QUOTED PASSAGE Block Start

PWR aims to support people who use drugs through a public health approach known as harm reduction. Harm reduction focuses on minimizing risk and harm without forcing people to fundamentally alter their behavior or cease it altogether, said Dr. Brandon Marshall, associate professor of epidemiology at the School of Public Health. Harm reduction is commonly applied to drug use, especially in light of the ongoing opioid crisis.

“One major problem that continues to drive and exacerbate the overdose crisis is the presence of fentanyl in the illicit and the unregulated drug supply,” Marshall said. Fentanyl is a potent, synthetic opioid that is often found in other drugs without the user’s knowledge. “People that are using stimulants like cocaine, crack, crystal methamphetamine, may be at risk for opioid overdose because of fentanyl present in those substances that they don't intend to be there,” he added. Tools of harm reduction include fentanyl test strips and naloxone, a drug which reverses overdoses.

Syringe service programs — another form of harm reduction — aim to encourage safe drug use. “These programs provide sterile needles and syringes and other equipment to people who are injecting drugs,” Marshall said. “The goal is to allow folks to inject more safely, to avoid risks of blood-borne infections like HIV or hepatitis C and also to protect their partners and networks.”

QUOTED PASSAGE Block End

WHAT NEEDS TO BE DONE: From the passage on harm reduction, quote word for word the part that begins with the words containing "PWR aims to" and ends with "ongoing opioid crisis.".

RECORDED INFORMATION Block Start

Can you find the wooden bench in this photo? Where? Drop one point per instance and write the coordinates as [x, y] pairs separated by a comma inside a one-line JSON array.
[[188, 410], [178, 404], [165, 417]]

RECORDED INFORMATION Block End

RESPONSE FOR THIS EXERCISE:
PWR aims to support people who use drugs through a public health approach known as harm reduction. Harm reduction focuses on minimizing risk and harm without forcing people to fundamentally alter their behavior or cease it altogether, said Dr. Brandon Marshall, associate professor of epidemiology at the School of Public Health. Harm reduction is commonly applied to drug use, especially in light of the ongoing opioid crisis.